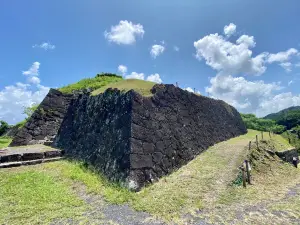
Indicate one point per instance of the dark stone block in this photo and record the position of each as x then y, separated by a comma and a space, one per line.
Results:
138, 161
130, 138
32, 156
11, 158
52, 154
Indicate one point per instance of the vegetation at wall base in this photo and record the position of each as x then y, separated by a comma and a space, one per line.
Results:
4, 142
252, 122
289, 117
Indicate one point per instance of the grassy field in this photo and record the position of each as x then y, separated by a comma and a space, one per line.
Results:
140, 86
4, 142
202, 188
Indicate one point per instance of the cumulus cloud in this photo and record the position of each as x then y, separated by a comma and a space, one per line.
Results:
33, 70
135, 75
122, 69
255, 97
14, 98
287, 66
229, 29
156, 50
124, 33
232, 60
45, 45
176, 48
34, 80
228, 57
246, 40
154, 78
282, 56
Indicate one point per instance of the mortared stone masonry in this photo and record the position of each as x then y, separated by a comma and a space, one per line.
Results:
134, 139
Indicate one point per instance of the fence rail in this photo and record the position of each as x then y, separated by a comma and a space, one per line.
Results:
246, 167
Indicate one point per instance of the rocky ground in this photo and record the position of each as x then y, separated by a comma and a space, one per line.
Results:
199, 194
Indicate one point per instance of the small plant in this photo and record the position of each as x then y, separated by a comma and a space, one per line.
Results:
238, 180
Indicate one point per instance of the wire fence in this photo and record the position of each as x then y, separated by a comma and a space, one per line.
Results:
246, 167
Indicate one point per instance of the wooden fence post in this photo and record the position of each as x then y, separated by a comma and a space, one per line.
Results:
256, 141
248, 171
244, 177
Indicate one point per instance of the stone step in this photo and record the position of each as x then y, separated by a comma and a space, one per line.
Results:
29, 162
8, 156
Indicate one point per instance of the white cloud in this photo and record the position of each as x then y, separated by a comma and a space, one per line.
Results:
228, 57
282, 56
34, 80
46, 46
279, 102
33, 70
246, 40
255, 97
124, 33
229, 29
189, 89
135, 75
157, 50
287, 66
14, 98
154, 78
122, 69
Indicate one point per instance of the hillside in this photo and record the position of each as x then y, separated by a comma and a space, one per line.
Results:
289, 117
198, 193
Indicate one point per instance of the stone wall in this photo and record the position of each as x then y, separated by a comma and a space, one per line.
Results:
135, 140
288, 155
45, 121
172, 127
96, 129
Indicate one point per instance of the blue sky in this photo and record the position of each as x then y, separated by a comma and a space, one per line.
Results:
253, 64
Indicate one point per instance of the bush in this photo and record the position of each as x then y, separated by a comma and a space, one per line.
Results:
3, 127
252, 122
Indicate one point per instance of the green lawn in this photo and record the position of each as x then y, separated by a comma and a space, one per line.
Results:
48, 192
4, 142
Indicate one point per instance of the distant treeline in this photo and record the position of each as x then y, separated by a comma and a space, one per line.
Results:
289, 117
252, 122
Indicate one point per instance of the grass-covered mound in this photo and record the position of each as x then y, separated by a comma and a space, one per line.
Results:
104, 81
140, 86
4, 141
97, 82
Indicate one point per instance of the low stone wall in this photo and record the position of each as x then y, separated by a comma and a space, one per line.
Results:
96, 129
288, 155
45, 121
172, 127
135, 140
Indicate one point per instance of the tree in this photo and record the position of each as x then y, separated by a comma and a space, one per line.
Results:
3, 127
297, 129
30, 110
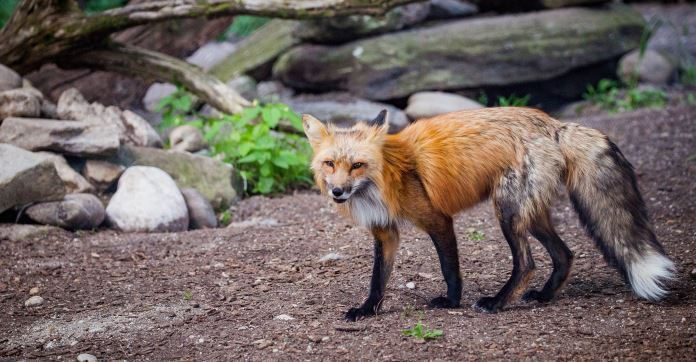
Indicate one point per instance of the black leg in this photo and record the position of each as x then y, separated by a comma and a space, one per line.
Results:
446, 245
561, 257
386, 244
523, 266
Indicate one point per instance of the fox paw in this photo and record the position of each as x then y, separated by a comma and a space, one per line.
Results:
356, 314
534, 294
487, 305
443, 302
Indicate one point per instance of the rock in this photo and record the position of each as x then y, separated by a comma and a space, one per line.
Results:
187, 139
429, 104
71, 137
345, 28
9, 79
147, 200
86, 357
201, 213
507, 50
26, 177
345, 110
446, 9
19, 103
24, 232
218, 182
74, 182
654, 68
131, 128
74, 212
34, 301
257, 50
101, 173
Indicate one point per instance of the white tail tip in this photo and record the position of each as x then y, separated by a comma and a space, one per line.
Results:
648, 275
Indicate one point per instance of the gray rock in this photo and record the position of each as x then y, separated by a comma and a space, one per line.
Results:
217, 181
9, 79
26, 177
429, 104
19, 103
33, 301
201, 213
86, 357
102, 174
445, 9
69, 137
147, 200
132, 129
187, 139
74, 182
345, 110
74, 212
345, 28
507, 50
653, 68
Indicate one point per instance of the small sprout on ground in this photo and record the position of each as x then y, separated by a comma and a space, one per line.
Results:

_ _ _ _ _ _ _

*Stated exercise*
Above are records with pictures; repeat the records exactly and leave the pictures out.

*Exercise response*
Indicate one point per instance of the dark stone block in this photo and record the position of each as x then y, separated by a comma and a space, one per line.
Results:
138, 161
130, 138
32, 156
11, 158
52, 154
Indicate one point per instance of the vegetation at wall base in this photo and record the position of each as x then y, separated by a comma and a space, one per line.
Results:
4, 142
252, 122
289, 117
Indicate one point per instance of the grassy field in this photo and record the position of each as x then y, separated by a comma and a space, one per line.
Results:
140, 86
4, 142
202, 188
Indicate one point per instance of the cumulus cloud in this photo and record the position of each as x then y, separated by a comma and a space, one per line.
Results:
33, 70
135, 75
122, 69
255, 97
14, 98
287, 66
229, 29
156, 50
124, 33
232, 60
45, 45
176, 48
34, 80
228, 57
246, 40
154, 78
282, 56
Indicate one point per instance of the mortared stone masonry in this photo and record the position of each as x then y, separated by a comma and a space, one per line.
Results:
134, 139
Indicate one point per instance of the fence rail in this photo and record the position of each as x then y, separated by a comma and a space, one per line.
Results:
246, 167
Indicate one point per instance of the rocky ground in this photo and record the position of each as x then y, separated by a comma and a space, one per line.
Results:
199, 194
Indicate one point per instance of the small plant in this photo and record the position of each as x then y, separated by a comma and a space, one per line.
Results:
238, 180
Indicate one point per instance of the wire fence in this photo and record the position of each as x then y, separated by a comma and a space, one per line.
Results:
246, 167
Indicate one point per instance of the wooden fence post in this photo and record the position of each as x then y, separated by a comma and a space, one per line.
Results:
256, 141
248, 171
244, 177
Indicate one point per instance of the stone step in this photo and record the position of each as x then y, separated by a comma and a space, one per line.
Results:
29, 162
8, 156
Indicate one point per instance of the white cloud in this photo and record the position of each as x then y, separated by a comma and a space, one per line.
Results:
228, 57
282, 56
34, 80
46, 46
279, 102
33, 70
246, 40
255, 97
124, 33
229, 29
189, 89
135, 75
157, 50
287, 66
14, 98
154, 78
122, 69
Indicate one point per instance of the hillside in this photo and record the position of each as x then y, separated by a comma and a space, one per line.
Results:
289, 117
198, 193
Indicate one point per instance of the stone wall in this photo and record the position of each as x then y, separated by a comma and a space, one per line.
Results:
135, 140
288, 155
45, 121
172, 127
96, 129
Indicate one point per instance of the blue sky in this photo and record the position of each as x then y, separated by a comma and a space, one per line.
Results:
253, 64
Indicate one point per instance of the bush in this photo and record the position of each as x then y, separated by a comma and a space, one per line.
Results:
3, 127
252, 122
Indicate one point per instance of the green lawn in this photo and record the position of each as x then y, separated by a comma and a space, one per line.
Results:
48, 192
4, 142
Indicate one point per instance of the distant treeline in this photo and record the position of each as x then y, separated by a comma and a space, one per line.
Results:
289, 117
252, 122
Indicate one point per instance of the grass-covered mound in this photo and record the position of each as x then y, separated by a comma and a space, one per line.
Results:
104, 81
140, 86
4, 141
97, 82
Indicate one point per instance of the low stone wall in this photo and record the position of each as x then y, separated by a comma and a space, one per line.
Results:
96, 129
288, 155
45, 121
172, 127
135, 140
Indicate one point per instance of the tree in this photo and record the position of each as x then y, separated by a comma and a space, one per line.
Results:
3, 127
297, 129
30, 110
Indicate one point per instance of the black leg in this photo and record the position of each as x then y, separated by a comma and a space, one per line.
Results:
446, 245
561, 257
386, 244
523, 266
Indicate one point per instance of the fox paw in this photo and record the position of each as x then y, separated by a comma and a space, one per line.
Results:
356, 314
534, 294
487, 305
443, 302
Indicate one point per instance of the rock in this photo and record the position of each as x then y, separated by a comma and a space, one per line.
Results:
187, 139
429, 104
71, 137
345, 28
9, 79
147, 200
86, 357
201, 213
507, 50
26, 177
345, 110
446, 9
19, 103
24, 232
218, 182
74, 182
654, 68
131, 128
74, 212
34, 301
257, 50
101, 173
Indicate one point per instance of the white tail tip in this photo and record the position of each as x then y, separated by a comma and a space, one per line.
Results:
648, 275
Indicate one point per instance of the gray rock in this photo and record the position of each as x then y, separated by a comma and a space, one per line.
Results:
217, 181
9, 79
26, 177
429, 104
19, 103
33, 301
201, 213
86, 357
102, 174
445, 9
69, 137
147, 200
132, 129
187, 139
74, 182
345, 110
74, 212
345, 28
507, 50
653, 68
Indicate one point per instance of the small sprout on ground in this photo and record the position of each as x then y, separated by a comma and a space, one per line.
Results:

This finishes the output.